— BEGIN —
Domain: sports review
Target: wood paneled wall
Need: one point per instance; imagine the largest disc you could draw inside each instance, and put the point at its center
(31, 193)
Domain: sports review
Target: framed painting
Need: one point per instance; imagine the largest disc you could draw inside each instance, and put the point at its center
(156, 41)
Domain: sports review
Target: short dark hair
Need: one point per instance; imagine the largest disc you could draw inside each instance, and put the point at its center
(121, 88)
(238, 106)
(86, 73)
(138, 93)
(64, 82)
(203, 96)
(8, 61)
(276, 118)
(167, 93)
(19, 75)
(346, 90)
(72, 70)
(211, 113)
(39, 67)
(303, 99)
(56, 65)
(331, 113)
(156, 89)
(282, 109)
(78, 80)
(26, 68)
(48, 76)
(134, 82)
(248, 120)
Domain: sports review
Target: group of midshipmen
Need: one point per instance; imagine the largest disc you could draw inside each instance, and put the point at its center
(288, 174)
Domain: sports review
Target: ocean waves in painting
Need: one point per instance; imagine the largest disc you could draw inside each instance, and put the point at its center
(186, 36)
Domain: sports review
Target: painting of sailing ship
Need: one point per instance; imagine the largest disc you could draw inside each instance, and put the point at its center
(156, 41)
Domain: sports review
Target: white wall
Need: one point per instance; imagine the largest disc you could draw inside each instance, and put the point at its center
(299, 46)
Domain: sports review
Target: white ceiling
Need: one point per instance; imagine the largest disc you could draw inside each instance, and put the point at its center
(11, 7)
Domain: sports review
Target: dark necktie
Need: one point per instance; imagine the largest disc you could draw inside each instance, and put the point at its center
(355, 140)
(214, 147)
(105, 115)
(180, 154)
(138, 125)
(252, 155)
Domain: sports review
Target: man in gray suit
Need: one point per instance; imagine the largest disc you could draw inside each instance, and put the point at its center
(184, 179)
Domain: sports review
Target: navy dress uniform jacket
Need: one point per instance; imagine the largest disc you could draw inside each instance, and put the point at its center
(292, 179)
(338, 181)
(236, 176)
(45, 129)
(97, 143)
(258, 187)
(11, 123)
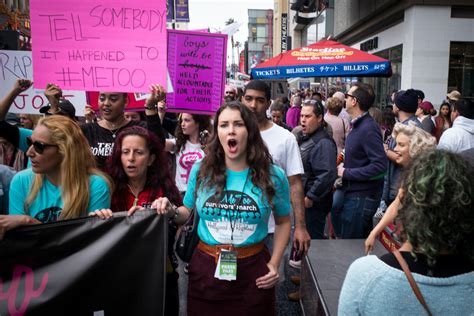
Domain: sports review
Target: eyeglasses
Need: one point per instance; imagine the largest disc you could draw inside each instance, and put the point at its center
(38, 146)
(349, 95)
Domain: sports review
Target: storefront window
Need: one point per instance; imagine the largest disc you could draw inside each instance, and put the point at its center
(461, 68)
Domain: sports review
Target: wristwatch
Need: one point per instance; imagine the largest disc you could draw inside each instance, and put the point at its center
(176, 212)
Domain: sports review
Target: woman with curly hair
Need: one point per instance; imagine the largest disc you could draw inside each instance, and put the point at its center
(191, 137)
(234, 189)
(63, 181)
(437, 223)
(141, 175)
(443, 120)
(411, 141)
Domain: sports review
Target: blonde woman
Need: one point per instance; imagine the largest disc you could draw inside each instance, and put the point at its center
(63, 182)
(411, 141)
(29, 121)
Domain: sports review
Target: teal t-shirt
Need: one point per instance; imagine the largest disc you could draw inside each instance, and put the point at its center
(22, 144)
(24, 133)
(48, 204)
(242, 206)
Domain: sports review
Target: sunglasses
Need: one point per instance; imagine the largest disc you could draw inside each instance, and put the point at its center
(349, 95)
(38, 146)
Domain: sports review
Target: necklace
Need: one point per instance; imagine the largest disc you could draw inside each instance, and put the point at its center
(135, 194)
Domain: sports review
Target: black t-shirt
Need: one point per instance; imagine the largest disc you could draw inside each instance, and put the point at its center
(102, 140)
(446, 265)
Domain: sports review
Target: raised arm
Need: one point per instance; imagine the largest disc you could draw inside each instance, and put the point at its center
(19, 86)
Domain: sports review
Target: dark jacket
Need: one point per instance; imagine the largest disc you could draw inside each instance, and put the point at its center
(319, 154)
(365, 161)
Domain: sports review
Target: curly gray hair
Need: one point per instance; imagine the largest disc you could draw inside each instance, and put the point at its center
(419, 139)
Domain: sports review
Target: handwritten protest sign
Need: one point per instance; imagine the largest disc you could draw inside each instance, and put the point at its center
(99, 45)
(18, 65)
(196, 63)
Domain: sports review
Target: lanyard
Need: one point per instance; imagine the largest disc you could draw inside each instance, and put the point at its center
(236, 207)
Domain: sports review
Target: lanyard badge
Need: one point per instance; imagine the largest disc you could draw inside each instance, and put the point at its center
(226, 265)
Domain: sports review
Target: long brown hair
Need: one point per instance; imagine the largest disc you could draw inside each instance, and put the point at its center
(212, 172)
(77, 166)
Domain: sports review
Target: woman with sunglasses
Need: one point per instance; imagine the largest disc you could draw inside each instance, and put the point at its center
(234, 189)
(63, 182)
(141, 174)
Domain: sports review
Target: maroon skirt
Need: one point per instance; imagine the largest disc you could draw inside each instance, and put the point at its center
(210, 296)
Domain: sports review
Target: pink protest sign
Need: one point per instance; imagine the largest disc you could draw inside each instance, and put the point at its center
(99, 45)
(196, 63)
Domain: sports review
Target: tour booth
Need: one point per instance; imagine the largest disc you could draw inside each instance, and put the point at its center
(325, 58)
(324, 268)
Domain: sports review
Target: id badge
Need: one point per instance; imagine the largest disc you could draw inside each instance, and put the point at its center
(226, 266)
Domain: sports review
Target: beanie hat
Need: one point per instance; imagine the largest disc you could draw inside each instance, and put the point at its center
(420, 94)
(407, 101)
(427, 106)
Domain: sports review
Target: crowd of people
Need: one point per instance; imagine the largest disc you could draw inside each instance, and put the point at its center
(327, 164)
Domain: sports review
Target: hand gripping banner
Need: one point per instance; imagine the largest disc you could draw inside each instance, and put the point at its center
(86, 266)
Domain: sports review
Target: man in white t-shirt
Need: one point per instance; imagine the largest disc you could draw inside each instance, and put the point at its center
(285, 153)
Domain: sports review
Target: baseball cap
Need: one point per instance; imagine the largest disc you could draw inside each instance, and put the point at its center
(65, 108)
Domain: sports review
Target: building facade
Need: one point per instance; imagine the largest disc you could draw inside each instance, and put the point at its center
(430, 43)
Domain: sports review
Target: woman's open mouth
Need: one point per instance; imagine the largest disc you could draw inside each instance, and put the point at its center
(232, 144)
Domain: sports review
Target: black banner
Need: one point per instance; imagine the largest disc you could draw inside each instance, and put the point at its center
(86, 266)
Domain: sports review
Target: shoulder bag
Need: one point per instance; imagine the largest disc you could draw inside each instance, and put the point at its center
— END —
— BEGIN —
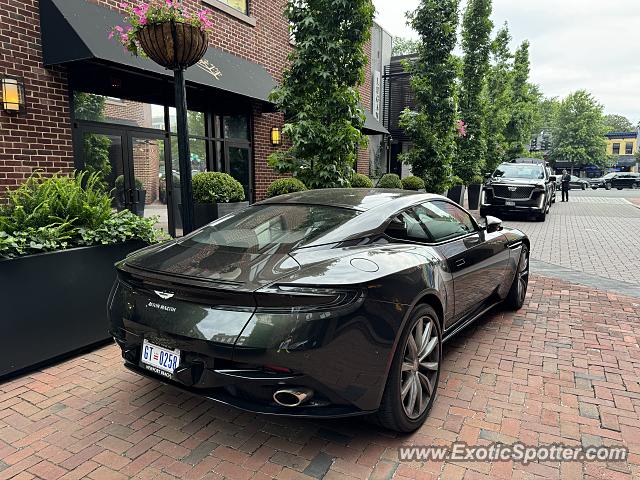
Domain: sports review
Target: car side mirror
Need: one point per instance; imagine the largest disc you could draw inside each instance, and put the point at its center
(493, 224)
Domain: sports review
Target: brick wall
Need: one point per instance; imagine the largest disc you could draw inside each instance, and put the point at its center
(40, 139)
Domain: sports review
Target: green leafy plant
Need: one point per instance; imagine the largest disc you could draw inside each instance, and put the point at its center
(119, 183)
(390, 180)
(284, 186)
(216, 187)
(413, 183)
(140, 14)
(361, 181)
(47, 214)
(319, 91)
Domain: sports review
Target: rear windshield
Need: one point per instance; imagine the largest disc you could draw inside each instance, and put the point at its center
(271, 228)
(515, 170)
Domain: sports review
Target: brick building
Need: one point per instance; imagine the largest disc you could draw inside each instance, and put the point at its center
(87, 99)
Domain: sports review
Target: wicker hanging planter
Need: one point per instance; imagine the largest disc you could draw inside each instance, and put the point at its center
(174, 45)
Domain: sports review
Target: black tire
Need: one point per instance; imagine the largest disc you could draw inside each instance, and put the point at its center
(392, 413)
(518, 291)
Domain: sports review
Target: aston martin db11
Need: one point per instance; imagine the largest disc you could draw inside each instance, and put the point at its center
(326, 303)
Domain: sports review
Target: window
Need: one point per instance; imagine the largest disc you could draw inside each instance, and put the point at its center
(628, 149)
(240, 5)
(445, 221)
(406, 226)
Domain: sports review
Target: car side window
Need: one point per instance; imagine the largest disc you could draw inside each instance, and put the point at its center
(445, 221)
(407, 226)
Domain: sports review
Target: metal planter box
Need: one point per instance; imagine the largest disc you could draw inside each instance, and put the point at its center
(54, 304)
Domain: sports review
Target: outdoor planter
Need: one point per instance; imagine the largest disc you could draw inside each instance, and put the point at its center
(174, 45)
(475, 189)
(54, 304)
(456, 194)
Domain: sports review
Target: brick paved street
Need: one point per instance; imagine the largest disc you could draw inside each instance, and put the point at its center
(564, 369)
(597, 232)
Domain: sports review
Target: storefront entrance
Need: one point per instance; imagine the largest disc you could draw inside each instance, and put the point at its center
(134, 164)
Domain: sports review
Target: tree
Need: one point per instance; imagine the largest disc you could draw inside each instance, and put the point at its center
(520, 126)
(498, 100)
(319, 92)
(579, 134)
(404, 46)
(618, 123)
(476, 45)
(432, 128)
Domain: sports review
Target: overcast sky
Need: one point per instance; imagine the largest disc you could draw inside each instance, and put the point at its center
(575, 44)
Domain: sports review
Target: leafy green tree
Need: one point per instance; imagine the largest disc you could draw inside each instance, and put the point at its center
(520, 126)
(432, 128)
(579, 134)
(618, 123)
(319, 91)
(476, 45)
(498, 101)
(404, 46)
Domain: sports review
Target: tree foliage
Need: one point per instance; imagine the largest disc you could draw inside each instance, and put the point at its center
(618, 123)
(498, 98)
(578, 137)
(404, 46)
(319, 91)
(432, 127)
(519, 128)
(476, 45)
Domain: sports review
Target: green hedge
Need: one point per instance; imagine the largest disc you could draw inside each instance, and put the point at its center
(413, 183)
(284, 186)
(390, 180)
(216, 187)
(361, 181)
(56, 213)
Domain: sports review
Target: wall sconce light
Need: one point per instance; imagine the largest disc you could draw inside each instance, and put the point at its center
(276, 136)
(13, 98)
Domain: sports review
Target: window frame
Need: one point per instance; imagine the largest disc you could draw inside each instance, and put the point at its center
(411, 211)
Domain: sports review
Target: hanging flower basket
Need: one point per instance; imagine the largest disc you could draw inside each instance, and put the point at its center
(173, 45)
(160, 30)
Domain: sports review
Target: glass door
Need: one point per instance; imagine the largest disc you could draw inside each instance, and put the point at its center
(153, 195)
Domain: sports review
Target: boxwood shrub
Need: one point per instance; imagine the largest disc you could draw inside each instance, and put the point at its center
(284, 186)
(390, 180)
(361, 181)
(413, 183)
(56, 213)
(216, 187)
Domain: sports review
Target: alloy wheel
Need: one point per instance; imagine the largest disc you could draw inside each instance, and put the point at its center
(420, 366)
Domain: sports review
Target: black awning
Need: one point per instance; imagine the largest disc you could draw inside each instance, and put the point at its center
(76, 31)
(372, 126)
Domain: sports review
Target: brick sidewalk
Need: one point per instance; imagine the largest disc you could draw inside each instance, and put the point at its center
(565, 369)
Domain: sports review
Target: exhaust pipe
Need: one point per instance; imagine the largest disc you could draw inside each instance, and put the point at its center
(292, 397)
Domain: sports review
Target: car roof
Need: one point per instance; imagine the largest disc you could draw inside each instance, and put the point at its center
— END —
— BEGIN —
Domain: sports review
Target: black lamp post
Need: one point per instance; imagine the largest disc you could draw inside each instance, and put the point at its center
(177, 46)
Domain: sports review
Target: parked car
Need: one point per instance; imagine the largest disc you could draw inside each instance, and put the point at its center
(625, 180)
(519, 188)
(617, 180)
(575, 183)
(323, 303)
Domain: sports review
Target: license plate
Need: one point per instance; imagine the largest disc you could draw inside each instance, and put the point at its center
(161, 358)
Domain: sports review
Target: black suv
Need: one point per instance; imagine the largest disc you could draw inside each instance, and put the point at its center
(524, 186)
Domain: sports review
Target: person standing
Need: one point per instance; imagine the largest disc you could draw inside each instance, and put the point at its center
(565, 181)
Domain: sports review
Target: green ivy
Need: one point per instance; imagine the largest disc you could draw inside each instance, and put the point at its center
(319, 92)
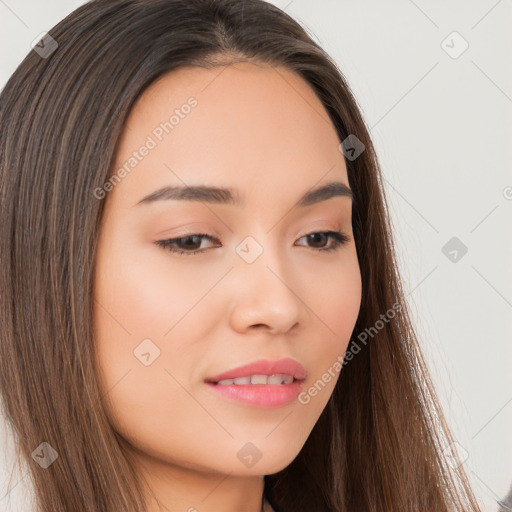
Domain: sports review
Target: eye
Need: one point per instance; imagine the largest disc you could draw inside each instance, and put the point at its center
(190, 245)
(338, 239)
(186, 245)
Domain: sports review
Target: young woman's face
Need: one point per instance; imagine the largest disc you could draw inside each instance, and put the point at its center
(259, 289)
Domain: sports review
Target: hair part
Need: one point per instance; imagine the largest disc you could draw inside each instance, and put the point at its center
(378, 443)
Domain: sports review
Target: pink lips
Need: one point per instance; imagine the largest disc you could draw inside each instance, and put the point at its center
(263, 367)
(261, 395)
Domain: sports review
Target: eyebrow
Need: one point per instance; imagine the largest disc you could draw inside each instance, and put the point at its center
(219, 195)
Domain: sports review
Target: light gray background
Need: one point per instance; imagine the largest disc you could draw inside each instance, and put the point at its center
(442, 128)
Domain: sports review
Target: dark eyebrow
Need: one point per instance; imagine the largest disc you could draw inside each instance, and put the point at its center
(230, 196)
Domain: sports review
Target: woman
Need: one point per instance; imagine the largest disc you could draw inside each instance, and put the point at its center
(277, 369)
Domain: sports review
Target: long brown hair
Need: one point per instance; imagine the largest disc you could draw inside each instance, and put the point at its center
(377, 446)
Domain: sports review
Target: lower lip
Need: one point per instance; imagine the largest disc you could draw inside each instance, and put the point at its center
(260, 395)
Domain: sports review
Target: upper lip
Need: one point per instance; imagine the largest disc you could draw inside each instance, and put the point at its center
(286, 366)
— END —
Filter the listing above to keep only the lines that contain the string "brick", treating uppercase and lowercase letters as different, and copy each matching line.

Target: brick wall
Target: brick building
Target: brick paved street
Target: brick sidewalk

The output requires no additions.